## The problem:
Reproduce the following listing verbatim, line for line, without any alteration.

____ Material

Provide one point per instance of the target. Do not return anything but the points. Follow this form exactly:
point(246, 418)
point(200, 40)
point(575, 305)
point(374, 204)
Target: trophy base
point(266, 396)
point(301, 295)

________

## Solution to this exercise:
Provide one point per instance of the target. Do not return anything but the points. Follow this form exactly:
point(246, 418)
point(200, 40)
point(575, 305)
point(374, 204)
Target: trophy base
point(266, 396)
point(301, 295)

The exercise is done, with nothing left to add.